BRIEF DESCRIPTION OF THE DRAWINGS


FIG. 1 shows an acoustic logging tool.



FIG. 2 shows acoustic signals detected using an acoustic logging tool.



FIG. 3 show a semblance map.



FIGS. 4A and 4B show examples of dispersion curves.



FIG. 5 shows an embodiment of processing a dispersion curve.



FIG. 6 shows asymptotic index (A.I.) plotted as a function of slowness.



FIG. 7 shows a log of asymptotic index (A.I.) with formation shear slowness overlaid on the log.



FIGS. 8A and 8B show an alternative embodiment of processing a dispersion curve and a histogram of total A.I. counts at a range of slowness values.



FIG. 9 shows a workflow for generating and displaying sonic logging data.





DESCRIPTION


FIG. 1 illustrates aspects of a wireline-deployable acoustic logging tool 100 for obtaining acoustic measurements in a borehole. It should be noted that, while a wireline-deployable tool is illustrated, similar acoustic logging tools may be incorporated into a drill string for LWD/MWD applications. The illustrated acoustic logging tool 100 may be deployed into a borehole using a line 102, which may be a wireline, slickline, coiled tubing, or the like. The acoustic logging tool includes a transmitter section 104 and a receiver assembly 106 The transmitter section may contain one or more acoustic transmitters that can impart acoustic signals to the environment. According to some embodiments, the transmitters preferentially excite one or more acoustic modes including but not limited to compressional, dipole and Stoneley modes, The receiver assembly 106 includes a plurality of receivers 108 axially spaced from the transmitter 104. Eight receivers 108 are illustrated for purposes of discussion, although more or fewer receivers can be used. The receivers 108 are shown axially aligned, although axial alignment is not required if the transmitter firing sequence is suitably adjusted. According to some embodiments, an isolator section 110 may separate the transmitter section 104 and the receiver assembly 106.

**SET EXERCISE**
Transcribe the acoustic logging tool text, starting with "FIGS. 4A and" and going on through "on the log.".

**DATA SHOWN**

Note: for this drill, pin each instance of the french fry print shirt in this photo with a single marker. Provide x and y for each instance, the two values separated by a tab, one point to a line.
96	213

**OUTPUT BELOW**
FIGS. 4A and 4B show examples of dispersion curves.



FIG. 5 shows an embodiment of processing a dispersion curve.



FIG. 6 shows asymptotic index (A.I.) plotted as a function of slowness.



FIG. 7 shows a log of asymptotic index (A.I.) with formation shear slowness overlaid on the log.